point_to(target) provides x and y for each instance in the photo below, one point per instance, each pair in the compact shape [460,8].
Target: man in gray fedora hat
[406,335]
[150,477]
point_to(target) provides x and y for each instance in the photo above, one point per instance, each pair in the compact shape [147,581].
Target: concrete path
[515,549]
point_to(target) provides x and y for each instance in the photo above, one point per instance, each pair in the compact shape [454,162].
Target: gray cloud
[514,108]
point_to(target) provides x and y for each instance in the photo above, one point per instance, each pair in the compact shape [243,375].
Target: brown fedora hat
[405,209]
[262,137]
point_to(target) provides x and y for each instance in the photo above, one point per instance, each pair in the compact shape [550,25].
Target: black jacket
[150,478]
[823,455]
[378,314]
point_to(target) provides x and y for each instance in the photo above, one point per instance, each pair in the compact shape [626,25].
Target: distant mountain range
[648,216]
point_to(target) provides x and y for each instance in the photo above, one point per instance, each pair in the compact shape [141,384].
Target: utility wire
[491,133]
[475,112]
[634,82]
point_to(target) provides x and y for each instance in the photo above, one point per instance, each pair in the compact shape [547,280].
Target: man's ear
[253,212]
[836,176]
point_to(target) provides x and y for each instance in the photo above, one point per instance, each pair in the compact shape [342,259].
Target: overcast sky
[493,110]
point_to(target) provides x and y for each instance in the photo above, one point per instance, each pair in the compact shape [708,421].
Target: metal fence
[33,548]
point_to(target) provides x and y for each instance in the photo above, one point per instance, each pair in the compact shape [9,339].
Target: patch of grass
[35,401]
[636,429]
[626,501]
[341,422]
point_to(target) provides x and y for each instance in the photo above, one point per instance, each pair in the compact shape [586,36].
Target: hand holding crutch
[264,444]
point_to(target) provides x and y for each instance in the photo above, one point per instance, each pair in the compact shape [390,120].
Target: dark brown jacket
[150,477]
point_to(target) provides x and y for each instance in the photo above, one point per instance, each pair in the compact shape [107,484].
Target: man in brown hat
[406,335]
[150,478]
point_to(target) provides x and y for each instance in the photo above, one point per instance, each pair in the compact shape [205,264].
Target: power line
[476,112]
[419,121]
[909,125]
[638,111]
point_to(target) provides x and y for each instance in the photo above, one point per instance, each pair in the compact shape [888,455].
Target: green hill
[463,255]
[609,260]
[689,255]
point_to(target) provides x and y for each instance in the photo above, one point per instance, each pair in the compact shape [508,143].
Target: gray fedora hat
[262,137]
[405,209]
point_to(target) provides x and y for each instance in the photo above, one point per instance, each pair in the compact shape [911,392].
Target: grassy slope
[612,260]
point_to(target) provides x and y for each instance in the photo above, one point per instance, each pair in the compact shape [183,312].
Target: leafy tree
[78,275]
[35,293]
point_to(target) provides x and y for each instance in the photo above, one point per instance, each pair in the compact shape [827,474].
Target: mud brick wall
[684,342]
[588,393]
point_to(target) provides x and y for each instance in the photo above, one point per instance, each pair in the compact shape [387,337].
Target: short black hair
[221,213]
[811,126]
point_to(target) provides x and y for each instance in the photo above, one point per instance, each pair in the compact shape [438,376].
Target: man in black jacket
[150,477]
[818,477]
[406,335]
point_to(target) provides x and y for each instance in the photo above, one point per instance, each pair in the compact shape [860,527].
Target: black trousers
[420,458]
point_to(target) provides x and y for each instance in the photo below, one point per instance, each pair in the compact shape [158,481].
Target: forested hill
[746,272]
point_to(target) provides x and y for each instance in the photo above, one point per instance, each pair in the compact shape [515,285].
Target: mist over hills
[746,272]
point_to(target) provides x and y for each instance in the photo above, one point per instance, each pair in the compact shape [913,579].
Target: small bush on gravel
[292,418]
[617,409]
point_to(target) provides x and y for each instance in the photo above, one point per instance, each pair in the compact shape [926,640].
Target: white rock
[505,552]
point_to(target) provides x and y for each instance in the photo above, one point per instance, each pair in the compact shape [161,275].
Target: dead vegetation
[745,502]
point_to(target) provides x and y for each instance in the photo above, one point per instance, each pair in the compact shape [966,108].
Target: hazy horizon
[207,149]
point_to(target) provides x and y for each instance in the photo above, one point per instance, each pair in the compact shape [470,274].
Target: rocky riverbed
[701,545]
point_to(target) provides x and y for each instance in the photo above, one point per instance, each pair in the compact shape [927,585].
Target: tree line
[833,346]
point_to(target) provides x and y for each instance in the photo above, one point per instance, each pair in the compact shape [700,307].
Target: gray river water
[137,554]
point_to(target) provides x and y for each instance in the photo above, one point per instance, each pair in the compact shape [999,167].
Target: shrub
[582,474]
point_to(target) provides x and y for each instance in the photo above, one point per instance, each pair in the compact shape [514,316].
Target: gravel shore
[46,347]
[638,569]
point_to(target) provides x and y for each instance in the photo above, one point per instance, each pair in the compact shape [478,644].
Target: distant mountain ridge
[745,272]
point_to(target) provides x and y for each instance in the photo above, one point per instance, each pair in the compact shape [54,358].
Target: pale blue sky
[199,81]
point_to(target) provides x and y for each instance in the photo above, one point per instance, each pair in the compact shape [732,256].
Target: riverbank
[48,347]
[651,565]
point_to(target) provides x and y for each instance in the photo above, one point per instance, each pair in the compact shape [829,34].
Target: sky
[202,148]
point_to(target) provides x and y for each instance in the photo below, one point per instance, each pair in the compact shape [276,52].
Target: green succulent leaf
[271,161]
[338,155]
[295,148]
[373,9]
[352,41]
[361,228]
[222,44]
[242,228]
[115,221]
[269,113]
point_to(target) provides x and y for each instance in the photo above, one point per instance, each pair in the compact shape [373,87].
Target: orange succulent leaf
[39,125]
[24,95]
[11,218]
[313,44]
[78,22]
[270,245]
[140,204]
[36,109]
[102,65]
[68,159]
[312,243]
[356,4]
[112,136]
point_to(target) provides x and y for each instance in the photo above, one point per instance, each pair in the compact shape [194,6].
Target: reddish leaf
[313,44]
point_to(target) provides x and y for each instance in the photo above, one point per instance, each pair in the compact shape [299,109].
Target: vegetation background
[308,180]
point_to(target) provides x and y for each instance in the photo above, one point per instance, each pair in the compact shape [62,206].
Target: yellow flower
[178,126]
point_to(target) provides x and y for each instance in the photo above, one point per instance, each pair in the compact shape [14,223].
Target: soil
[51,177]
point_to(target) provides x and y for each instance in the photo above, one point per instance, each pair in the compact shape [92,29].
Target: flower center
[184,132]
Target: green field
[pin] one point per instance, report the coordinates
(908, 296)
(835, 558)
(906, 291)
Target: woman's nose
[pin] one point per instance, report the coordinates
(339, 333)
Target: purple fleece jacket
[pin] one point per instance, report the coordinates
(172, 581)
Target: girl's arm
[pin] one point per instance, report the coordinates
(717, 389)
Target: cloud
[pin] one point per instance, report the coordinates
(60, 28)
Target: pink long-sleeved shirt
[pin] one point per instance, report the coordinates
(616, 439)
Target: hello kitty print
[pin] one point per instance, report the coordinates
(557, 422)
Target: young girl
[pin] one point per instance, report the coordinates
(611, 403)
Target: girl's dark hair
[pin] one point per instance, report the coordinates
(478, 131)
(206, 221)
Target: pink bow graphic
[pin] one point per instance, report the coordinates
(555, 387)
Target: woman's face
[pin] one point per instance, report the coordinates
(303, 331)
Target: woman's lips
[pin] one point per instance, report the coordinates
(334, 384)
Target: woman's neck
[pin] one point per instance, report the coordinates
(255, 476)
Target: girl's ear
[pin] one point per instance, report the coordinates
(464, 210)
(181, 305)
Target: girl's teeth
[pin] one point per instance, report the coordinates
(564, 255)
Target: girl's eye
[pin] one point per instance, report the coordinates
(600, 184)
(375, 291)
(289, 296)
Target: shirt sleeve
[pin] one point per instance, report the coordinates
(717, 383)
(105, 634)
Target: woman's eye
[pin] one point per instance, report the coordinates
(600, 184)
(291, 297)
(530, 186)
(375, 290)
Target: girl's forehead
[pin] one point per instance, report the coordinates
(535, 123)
###
■ Problem details
Through the last line of the entries above, beginning at the line containing "Target: woman's neck", transcribe each line exactly, both ends included and nothing more.

■ Answer to this problem
Target: woman's neck
[pin] one point per instance, report the coordinates
(255, 476)
Target: girl's ear
[pin] one point per instance, report the coordinates
(464, 210)
(181, 305)
Target: girl's teeth
[pin] one point per instance, report the coordinates
(564, 255)
Target: girl's eye
[pin] one point per instance, report the coordinates
(600, 184)
(375, 291)
(289, 296)
Target: shirt sleeve
[pin] one point per instance, report the coordinates
(717, 383)
(105, 634)
Target: woman's eye
[pin] one point per instance, report the coordinates
(600, 184)
(291, 297)
(530, 186)
(375, 290)
Target: girl's forehead
[pin] one point per instance, report the coordinates
(535, 123)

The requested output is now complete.